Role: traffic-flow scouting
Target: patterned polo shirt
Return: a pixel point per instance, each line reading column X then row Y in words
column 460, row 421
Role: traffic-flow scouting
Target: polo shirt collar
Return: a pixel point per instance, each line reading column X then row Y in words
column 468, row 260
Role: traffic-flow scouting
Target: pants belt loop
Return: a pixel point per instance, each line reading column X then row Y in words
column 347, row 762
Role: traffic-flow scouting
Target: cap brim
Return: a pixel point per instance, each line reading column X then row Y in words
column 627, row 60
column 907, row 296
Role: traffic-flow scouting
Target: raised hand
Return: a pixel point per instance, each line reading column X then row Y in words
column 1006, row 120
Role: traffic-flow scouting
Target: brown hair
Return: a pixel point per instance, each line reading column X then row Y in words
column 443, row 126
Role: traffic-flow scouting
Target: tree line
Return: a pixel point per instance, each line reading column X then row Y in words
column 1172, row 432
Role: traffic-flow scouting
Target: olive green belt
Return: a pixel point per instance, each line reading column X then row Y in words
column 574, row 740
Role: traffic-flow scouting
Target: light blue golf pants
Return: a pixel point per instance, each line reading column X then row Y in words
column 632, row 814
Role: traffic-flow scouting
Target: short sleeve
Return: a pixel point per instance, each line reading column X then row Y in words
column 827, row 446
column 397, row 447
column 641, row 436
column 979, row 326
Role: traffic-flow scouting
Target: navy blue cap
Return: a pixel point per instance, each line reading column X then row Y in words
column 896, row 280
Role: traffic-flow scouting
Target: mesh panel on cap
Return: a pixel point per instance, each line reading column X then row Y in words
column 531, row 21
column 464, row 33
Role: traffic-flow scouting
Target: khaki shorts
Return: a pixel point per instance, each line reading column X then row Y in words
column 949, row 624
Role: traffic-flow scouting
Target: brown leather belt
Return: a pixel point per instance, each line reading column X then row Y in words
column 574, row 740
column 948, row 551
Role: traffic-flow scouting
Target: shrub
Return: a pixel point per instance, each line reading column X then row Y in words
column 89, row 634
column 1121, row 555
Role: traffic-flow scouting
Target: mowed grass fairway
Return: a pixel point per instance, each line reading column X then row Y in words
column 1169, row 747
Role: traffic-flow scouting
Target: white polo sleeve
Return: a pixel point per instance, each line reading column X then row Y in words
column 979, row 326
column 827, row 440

------------------------------------------------

> WRITTEN TASK: Update all of the entries above by replacing every "traffic-flow scouting" with "golf-course survey", and leave everything else unchanged.

> RESULT OF THIS TASK:
Role: golf-course survey
Target: patterned polo shirt
Return: a pixel point per instance, each line reading column X then row Y in words
column 460, row 421
Role: golf-course survey
Target: polo shirt collar
Return: a pixel point per instance, each line reading column X then row Y in words
column 468, row 260
Role: golf-course survey
Target: pants belt loop
Return: a pixel point per instance, each line reading column X then row Y in words
column 347, row 762
Role: golf-course survey
Target: cap brim
Return: a pixel point per instance, each line reading column X then row Y in words
column 627, row 60
column 907, row 296
Role: golf-course survey
Target: raised hand
Return: a pixel point per instance, each line reading column X then row Y in words
column 1006, row 120
Role: golf-course survey
Target: brown hair
Return: a pixel point per instance, each line reading column X then row Y in words
column 443, row 126
Role: golf-course survey
Target: tree line
Return: a pixel point per instance, each line reading column X then row Y in words
column 1172, row 432
Role: golf-course survey
Target: olive green belt
Return: a pixel point per instance, each line reading column X then row Y in words
column 574, row 740
Role: golf-course survey
Target: light blue golf pants
Return: a pixel point per instance, each line reading column X then row Y in words
column 632, row 814
Role: golf-course survey
Target: short sleeve
Return: a pixel point per instance, each line reading column X then row Y in words
column 827, row 446
column 397, row 447
column 641, row 436
column 979, row 326
Role: golf-course survey
Target: navy blue cap
Return: a pixel point per instance, each line reading column X then row Y in words
column 896, row 280
Role: golf-course survey
Target: mesh panel on cap
Return: a pixel point per instance, each line reading column X then row Y in words
column 531, row 21
column 464, row 33
Role: golf-course survey
Target: khaki shorts
Return: a pixel point per instance, each line reading column X then row Y in words
column 949, row 624
Role: golf-course survey
Target: brown leather belt
Return: a pixel point per instance, each line reading column X then row Y in words
column 574, row 740
column 948, row 551
Role: golf-course survey
Target: shrub
Return: a pixel point per instance, each line reading column X then row Y in words
column 89, row 634
column 1121, row 555
Role: golf-course survey
Target: mowed grass fairway
Return: a pixel point per instance, each line reading column X then row Y in words
column 1169, row 747
Role: golf-course survey
Target: white polo sleeve
Return: a pixel point per instance, each line reading column X then row Y in words
column 979, row 326
column 827, row 440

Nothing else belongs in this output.